Trial lawyers are agents, and their claims are only as valid as those they represent. They argue, of course, that they are champions of malpractice victims. As Anthony Tarricone, president of the trial lawyers association (called the American Association of Justice) put it: “Trial attorneys see first-hand the effects medical errors have on patients and their families. We should keep those injured people in mind as the debate moves forward.” But under the current system, 54 cents of the malpractice dollar goes to lawyers and administrative costs, according to a 2006 study in the New England Journal of Medicine. And because the legal process is so expensive, most injured patients without large claims can’t even get a lawyer. “It would be hard to design a more inefficient compensation system,” says Michelle Mello, a professor of law and public health at Harvard, “or one which skewed incentives more away from candor and good practices.”
Trial lawyers also suggest they alone are the bulwark against ineffective care, citing a 1999 study by the Institute of Medicine that “over 98,000 people are killed every year by preventable medical errors.” But the same study found that distrust of the justice system contributes to these errors by chilling interaction between doctors and patients. Trials lawyers haven’t reduced the errors. They’ve caused the fear.
An effective justice system must reliably distinguish between good care and bad care. But trial lawyers trade on the unreliability of justice. It doesn’t matter much whether the doctor did anything wrong—a lawyer can always come up with a theory of what might have been done differently. What matters most is the extent of the tragedy and that a case holds potential for pulling on a jury’s heartstrings.
Former Sen. John Edwards, for example, made a fortune bringing 16 cases against hospitals for babies born with cerebral palsy. Each of those tragic cases was worth millions in settlement. But according to a 2006 study at the National Institutes of Health, in nine out of 10 cases of cerebral palsy nothing done by a doctor could have caused the condition.

^^^^^^^^^^^^^^^^

**Exercise set:**
[1] In the passage on malpractice lawsuits, how many cents of the malpractice dollar go to lawyers and administrative costs, according to the 2006 study?
[2] Write out the part of the passage on malpractice lawsuits that begins at the words "Former Sen. John" and stops after the words "caused the condition.".

^^^^^^^^^^^^^^^^

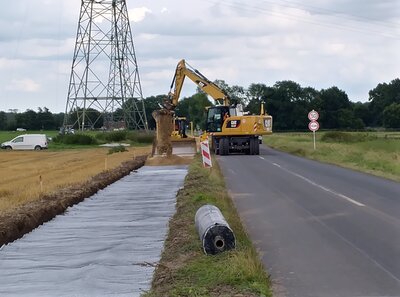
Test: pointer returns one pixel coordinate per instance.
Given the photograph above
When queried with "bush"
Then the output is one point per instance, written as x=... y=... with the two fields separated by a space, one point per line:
x=140 y=137
x=117 y=149
x=81 y=139
x=337 y=136
x=115 y=136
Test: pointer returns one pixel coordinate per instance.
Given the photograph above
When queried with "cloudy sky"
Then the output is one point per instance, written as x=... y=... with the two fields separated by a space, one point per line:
x=352 y=44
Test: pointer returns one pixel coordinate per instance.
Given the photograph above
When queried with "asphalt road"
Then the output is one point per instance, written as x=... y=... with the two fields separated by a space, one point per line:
x=322 y=231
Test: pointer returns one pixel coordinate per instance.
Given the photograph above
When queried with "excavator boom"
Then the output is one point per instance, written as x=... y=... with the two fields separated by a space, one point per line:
x=229 y=128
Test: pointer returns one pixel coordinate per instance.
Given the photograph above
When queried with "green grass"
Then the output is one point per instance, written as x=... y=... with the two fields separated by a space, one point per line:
x=184 y=270
x=8 y=135
x=377 y=153
x=134 y=138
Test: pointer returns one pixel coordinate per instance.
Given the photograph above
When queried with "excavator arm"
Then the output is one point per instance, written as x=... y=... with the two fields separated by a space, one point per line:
x=182 y=71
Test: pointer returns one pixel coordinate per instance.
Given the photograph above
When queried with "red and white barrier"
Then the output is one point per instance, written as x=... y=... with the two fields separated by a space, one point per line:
x=205 y=152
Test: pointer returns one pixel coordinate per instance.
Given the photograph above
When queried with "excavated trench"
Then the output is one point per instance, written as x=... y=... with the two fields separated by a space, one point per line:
x=19 y=221
x=106 y=245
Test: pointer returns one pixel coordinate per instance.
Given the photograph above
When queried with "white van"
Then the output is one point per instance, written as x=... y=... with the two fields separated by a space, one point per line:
x=27 y=142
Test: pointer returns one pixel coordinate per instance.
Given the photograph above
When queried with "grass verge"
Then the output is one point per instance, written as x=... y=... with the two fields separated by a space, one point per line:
x=377 y=153
x=184 y=270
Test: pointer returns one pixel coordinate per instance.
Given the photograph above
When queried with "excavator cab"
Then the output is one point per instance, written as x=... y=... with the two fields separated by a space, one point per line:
x=216 y=116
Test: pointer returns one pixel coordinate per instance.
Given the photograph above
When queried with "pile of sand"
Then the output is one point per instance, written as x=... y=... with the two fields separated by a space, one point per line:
x=164 y=128
x=168 y=160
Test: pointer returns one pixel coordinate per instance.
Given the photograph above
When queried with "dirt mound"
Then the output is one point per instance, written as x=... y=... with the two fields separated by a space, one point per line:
x=171 y=160
x=164 y=129
x=21 y=220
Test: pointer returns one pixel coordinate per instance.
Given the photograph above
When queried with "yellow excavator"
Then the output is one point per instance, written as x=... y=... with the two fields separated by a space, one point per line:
x=228 y=127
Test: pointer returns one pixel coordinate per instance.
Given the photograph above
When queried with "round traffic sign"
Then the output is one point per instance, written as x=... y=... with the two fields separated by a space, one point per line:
x=313 y=115
x=313 y=126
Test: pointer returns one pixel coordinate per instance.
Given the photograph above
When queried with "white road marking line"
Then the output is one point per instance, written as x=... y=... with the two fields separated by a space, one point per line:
x=321 y=187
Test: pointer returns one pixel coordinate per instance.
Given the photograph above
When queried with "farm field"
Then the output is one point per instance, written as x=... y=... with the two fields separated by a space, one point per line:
x=377 y=153
x=28 y=175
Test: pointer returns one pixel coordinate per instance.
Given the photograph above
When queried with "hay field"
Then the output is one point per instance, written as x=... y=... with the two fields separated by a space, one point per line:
x=27 y=175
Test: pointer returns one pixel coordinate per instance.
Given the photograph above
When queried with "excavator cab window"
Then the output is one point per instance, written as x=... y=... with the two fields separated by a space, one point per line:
x=215 y=118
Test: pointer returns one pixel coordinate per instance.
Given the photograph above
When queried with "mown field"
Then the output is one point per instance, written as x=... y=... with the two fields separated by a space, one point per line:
x=377 y=153
x=27 y=175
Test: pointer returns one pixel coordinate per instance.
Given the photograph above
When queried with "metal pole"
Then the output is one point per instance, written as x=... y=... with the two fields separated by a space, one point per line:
x=314 y=139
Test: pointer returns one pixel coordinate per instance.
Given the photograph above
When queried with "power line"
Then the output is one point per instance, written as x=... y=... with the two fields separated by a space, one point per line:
x=289 y=16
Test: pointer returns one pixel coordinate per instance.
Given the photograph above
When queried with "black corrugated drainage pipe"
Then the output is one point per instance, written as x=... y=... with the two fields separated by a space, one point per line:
x=215 y=234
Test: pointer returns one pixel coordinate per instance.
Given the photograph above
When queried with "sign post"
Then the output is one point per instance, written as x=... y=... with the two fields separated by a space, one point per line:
x=313 y=125
x=205 y=152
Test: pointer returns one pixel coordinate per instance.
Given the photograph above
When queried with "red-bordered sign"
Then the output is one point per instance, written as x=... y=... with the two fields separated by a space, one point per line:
x=313 y=126
x=313 y=115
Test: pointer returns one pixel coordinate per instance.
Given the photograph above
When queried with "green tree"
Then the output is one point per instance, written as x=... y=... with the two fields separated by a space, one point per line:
x=27 y=120
x=152 y=103
x=391 y=116
x=237 y=94
x=381 y=97
x=194 y=109
x=332 y=104
x=3 y=120
x=362 y=112
x=45 y=119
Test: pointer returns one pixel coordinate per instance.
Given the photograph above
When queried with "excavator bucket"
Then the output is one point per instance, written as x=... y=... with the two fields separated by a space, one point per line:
x=168 y=143
x=184 y=146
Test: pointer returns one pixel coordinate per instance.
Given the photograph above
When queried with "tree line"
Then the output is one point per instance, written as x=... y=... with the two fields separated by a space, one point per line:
x=287 y=101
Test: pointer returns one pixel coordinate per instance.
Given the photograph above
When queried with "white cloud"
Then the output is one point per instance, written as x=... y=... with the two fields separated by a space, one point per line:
x=23 y=85
x=351 y=44
x=138 y=14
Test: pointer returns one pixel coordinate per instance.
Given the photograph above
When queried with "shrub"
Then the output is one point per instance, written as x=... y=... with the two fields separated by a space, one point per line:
x=338 y=136
x=117 y=149
x=115 y=136
x=81 y=139
x=140 y=137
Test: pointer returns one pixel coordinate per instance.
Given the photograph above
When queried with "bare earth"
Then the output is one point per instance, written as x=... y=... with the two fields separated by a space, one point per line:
x=37 y=186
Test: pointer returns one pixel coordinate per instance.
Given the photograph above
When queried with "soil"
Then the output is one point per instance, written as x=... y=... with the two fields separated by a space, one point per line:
x=171 y=160
x=164 y=129
x=21 y=220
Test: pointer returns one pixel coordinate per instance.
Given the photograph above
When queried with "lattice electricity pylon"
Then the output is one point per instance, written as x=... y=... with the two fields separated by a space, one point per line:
x=104 y=89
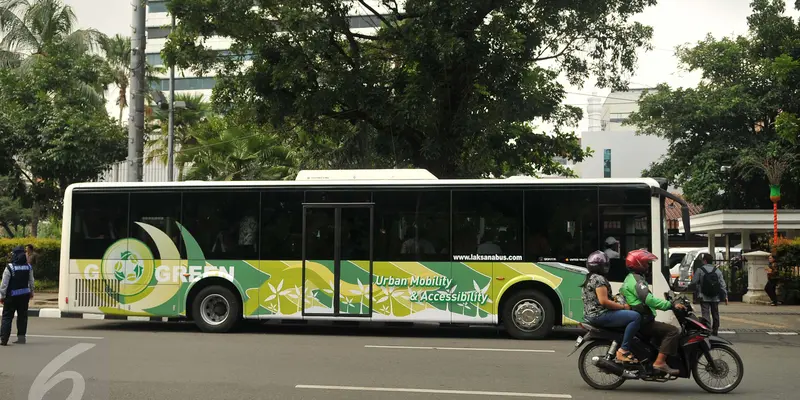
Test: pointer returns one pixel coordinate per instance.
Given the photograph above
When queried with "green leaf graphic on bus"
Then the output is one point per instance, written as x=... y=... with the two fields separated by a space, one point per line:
x=128 y=268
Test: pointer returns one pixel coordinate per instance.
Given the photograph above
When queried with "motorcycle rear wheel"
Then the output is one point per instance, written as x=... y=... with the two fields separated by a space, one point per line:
x=598 y=348
x=737 y=361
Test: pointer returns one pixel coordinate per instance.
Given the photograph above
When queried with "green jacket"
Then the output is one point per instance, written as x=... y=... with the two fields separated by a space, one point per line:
x=636 y=292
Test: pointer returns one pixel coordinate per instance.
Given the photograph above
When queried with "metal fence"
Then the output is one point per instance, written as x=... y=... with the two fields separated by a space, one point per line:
x=151 y=172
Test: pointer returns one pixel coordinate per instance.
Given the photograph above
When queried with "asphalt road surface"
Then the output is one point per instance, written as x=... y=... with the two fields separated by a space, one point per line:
x=151 y=360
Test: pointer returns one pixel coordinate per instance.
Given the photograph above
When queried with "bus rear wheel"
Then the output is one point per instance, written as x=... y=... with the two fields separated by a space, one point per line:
x=528 y=314
x=216 y=309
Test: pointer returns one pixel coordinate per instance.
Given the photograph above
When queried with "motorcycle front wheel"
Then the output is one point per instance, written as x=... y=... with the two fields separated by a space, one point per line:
x=724 y=376
x=593 y=375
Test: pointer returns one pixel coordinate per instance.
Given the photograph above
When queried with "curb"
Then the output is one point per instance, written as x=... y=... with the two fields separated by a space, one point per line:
x=56 y=313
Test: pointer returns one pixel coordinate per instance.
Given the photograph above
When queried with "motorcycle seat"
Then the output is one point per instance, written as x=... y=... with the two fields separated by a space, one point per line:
x=607 y=329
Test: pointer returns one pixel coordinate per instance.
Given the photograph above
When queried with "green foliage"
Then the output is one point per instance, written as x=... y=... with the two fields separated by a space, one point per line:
x=733 y=116
x=450 y=86
x=226 y=150
x=788 y=258
x=185 y=122
x=49 y=251
x=58 y=133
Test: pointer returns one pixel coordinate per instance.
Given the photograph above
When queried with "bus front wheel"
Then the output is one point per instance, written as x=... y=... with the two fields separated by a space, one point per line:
x=528 y=314
x=216 y=309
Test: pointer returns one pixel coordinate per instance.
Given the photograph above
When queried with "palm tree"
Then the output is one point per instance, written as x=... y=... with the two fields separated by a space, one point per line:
x=773 y=162
x=118 y=54
x=185 y=125
x=228 y=152
x=28 y=27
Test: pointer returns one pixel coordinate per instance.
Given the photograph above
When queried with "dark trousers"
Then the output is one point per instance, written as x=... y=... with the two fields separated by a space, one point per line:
x=770 y=289
x=712 y=308
x=668 y=334
x=18 y=304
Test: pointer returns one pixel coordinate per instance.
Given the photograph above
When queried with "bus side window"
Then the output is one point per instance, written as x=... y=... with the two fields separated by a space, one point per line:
x=98 y=220
x=224 y=224
x=417 y=220
x=487 y=222
x=560 y=224
x=281 y=225
x=625 y=226
x=159 y=209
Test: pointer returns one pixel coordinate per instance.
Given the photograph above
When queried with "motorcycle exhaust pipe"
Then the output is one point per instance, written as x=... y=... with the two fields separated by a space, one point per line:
x=612 y=367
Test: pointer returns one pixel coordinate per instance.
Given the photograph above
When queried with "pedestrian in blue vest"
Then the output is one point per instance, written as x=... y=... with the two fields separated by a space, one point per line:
x=16 y=291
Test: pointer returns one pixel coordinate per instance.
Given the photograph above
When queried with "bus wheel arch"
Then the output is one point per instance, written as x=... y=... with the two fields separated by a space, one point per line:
x=219 y=294
x=526 y=299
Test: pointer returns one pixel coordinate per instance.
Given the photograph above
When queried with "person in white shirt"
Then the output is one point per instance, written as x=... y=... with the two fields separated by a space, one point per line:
x=612 y=245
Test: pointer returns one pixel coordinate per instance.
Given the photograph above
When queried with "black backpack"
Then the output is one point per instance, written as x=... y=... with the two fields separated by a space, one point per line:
x=710 y=286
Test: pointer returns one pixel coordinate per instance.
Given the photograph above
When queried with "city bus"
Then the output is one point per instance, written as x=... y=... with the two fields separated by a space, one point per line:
x=354 y=245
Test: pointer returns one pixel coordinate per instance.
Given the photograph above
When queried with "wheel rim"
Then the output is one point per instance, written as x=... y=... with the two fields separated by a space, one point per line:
x=594 y=373
x=214 y=309
x=726 y=373
x=528 y=315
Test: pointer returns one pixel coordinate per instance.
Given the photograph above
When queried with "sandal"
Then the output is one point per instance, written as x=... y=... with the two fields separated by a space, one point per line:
x=626 y=356
x=666 y=369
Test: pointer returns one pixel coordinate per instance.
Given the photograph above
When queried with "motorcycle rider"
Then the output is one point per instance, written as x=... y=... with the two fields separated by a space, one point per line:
x=601 y=310
x=637 y=295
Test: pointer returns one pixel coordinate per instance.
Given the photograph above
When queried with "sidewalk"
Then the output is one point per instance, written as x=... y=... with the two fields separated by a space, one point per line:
x=743 y=317
x=735 y=317
x=44 y=300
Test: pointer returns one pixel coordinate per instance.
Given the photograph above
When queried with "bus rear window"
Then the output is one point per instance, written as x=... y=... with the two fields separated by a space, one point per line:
x=98 y=220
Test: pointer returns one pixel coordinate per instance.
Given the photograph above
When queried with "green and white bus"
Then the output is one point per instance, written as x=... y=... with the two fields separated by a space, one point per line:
x=353 y=245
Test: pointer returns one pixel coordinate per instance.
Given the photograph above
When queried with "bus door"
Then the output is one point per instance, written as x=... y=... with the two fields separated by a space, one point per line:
x=337 y=259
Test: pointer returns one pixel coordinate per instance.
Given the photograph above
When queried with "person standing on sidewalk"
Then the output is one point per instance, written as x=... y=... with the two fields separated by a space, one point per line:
x=16 y=291
x=30 y=253
x=712 y=289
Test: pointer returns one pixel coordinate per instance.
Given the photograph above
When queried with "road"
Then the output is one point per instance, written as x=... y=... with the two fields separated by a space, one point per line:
x=152 y=360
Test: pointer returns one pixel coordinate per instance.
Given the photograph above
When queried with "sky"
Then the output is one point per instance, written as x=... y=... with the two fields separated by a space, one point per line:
x=675 y=22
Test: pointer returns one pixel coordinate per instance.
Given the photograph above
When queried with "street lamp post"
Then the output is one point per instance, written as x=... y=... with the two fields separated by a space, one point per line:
x=171 y=140
x=775 y=197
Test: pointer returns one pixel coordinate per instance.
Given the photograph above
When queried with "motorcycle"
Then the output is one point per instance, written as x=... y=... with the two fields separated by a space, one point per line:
x=694 y=358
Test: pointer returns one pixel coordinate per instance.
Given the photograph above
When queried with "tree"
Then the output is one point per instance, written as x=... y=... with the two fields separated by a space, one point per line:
x=58 y=137
x=226 y=150
x=118 y=54
x=12 y=212
x=773 y=162
x=117 y=50
x=28 y=27
x=747 y=82
x=453 y=87
x=185 y=123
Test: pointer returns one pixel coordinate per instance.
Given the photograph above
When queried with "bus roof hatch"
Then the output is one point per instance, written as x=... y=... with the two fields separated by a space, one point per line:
x=364 y=174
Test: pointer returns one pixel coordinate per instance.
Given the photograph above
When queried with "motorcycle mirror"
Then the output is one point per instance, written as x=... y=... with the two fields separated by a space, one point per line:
x=675 y=286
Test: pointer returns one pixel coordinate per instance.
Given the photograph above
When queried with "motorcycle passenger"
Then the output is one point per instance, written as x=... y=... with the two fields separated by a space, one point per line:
x=601 y=310
x=638 y=296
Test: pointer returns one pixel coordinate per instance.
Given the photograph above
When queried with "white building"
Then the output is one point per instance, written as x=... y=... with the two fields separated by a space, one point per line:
x=158 y=23
x=618 y=151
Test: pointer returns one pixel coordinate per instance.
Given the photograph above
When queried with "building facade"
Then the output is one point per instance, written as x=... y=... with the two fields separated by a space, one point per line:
x=158 y=27
x=619 y=152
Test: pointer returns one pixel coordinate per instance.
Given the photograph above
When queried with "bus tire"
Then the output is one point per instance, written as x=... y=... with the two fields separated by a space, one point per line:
x=528 y=314
x=216 y=309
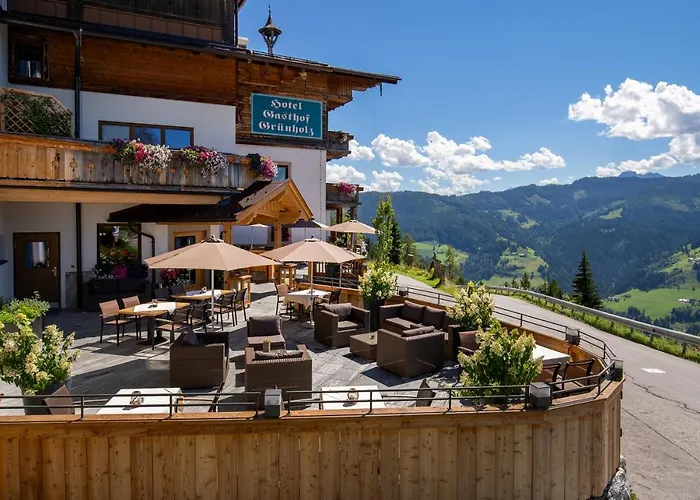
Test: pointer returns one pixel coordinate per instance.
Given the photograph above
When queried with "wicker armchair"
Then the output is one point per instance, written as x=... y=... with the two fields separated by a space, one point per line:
x=288 y=374
x=408 y=356
x=334 y=324
x=202 y=365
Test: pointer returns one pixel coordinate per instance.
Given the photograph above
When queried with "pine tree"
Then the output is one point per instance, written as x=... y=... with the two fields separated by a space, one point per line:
x=584 y=287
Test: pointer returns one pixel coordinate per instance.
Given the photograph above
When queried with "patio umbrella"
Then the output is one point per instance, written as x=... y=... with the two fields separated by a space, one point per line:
x=312 y=250
x=211 y=253
x=354 y=227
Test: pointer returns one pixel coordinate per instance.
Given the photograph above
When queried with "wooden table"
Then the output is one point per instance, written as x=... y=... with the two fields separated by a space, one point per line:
x=364 y=345
x=339 y=400
x=163 y=398
x=151 y=313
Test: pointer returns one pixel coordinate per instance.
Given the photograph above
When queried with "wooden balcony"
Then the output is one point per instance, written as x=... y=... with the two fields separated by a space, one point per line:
x=337 y=145
x=32 y=161
x=337 y=199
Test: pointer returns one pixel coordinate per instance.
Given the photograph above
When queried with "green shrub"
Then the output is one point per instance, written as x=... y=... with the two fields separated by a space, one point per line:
x=504 y=358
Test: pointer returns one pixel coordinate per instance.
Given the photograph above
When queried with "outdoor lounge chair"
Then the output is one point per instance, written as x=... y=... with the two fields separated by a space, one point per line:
x=261 y=328
x=109 y=315
x=205 y=364
x=411 y=353
x=334 y=324
x=293 y=373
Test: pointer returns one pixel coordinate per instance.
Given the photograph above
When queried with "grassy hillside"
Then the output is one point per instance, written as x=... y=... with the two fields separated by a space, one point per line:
x=425 y=250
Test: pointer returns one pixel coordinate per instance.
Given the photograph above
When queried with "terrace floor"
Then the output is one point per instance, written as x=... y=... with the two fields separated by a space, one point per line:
x=105 y=368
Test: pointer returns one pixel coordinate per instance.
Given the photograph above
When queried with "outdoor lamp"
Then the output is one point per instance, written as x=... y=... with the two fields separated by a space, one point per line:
x=573 y=336
x=273 y=403
x=616 y=371
x=540 y=395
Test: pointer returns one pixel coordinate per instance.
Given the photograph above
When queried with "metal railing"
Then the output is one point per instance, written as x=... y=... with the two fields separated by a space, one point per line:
x=520 y=318
x=684 y=339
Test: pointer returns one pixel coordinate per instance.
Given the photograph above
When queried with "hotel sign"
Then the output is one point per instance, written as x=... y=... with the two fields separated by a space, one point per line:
x=286 y=117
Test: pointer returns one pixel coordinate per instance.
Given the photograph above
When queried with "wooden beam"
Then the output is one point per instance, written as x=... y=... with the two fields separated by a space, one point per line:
x=91 y=196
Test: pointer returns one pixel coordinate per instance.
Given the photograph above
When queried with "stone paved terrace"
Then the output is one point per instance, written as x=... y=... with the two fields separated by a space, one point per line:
x=104 y=368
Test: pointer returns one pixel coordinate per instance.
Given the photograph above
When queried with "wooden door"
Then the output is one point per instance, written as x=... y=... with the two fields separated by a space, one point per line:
x=37 y=262
x=185 y=239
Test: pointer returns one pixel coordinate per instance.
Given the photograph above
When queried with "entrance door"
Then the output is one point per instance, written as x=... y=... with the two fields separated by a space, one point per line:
x=38 y=266
x=185 y=239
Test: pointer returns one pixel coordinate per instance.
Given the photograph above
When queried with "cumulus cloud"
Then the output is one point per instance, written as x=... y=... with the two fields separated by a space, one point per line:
x=343 y=173
x=639 y=111
x=655 y=163
x=385 y=181
x=358 y=152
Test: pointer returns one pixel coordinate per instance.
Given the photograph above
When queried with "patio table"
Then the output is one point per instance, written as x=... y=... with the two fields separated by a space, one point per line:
x=120 y=404
x=151 y=311
x=550 y=356
x=339 y=400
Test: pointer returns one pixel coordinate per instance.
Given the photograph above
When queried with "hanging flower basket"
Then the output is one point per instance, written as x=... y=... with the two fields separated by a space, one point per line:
x=208 y=161
x=146 y=157
x=347 y=188
x=263 y=166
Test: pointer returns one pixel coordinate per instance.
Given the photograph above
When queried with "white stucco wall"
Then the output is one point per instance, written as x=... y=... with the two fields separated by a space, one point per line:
x=308 y=170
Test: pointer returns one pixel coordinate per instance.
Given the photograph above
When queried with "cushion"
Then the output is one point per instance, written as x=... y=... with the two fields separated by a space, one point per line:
x=262 y=326
x=468 y=340
x=342 y=310
x=190 y=338
x=262 y=355
x=418 y=331
x=344 y=326
x=399 y=323
x=425 y=392
x=412 y=312
x=434 y=317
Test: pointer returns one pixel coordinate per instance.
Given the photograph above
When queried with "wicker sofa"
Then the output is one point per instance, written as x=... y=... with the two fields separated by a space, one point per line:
x=407 y=354
x=203 y=365
x=288 y=374
x=335 y=323
x=401 y=317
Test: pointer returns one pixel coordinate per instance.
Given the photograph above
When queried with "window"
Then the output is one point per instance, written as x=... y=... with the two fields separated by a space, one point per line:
x=118 y=241
x=28 y=60
x=173 y=137
x=282 y=172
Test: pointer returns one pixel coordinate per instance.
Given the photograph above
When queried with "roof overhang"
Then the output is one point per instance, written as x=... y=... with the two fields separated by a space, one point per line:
x=262 y=202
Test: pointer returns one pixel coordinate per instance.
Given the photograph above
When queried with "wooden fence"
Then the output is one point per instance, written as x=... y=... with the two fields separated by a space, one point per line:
x=565 y=453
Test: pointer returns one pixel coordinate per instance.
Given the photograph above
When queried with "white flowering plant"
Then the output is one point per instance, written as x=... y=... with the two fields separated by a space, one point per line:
x=504 y=358
x=31 y=363
x=473 y=308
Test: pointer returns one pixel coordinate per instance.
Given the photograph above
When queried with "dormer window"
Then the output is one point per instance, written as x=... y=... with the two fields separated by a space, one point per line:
x=29 y=60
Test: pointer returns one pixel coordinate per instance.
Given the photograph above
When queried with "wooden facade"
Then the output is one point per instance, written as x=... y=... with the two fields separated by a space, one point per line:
x=568 y=452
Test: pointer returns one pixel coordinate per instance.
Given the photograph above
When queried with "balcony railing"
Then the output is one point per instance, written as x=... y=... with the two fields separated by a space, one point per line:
x=338 y=144
x=208 y=11
x=86 y=164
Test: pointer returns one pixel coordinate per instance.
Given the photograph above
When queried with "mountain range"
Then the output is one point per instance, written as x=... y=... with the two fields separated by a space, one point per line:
x=629 y=227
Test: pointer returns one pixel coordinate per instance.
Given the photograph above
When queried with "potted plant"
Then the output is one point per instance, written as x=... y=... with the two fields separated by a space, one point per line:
x=377 y=285
x=504 y=358
x=32 y=308
x=38 y=366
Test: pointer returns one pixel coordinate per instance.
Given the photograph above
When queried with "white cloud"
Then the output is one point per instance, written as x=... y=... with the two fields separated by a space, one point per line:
x=548 y=182
x=385 y=181
x=639 y=111
x=655 y=163
x=394 y=152
x=343 y=173
x=358 y=152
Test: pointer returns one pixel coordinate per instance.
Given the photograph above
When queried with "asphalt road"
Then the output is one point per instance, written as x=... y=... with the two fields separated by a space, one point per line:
x=660 y=411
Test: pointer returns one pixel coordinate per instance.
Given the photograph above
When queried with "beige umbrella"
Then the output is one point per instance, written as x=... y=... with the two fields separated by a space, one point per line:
x=211 y=253
x=312 y=250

^^^^^^^^^^^^^^^^

**Written responses:**
[1] 54 cents

[2]
Former Sen. John Edwards, for example, made a fortune bringing 16 cases against hospitals for babies born with cerebral palsy. Each of those tragic cases was worth millions in settlement. But according to a 2006 study at the National Institutes of Health, in nine out of 10 cases of cerebral palsy nothing done by a doctor could have caused the condition.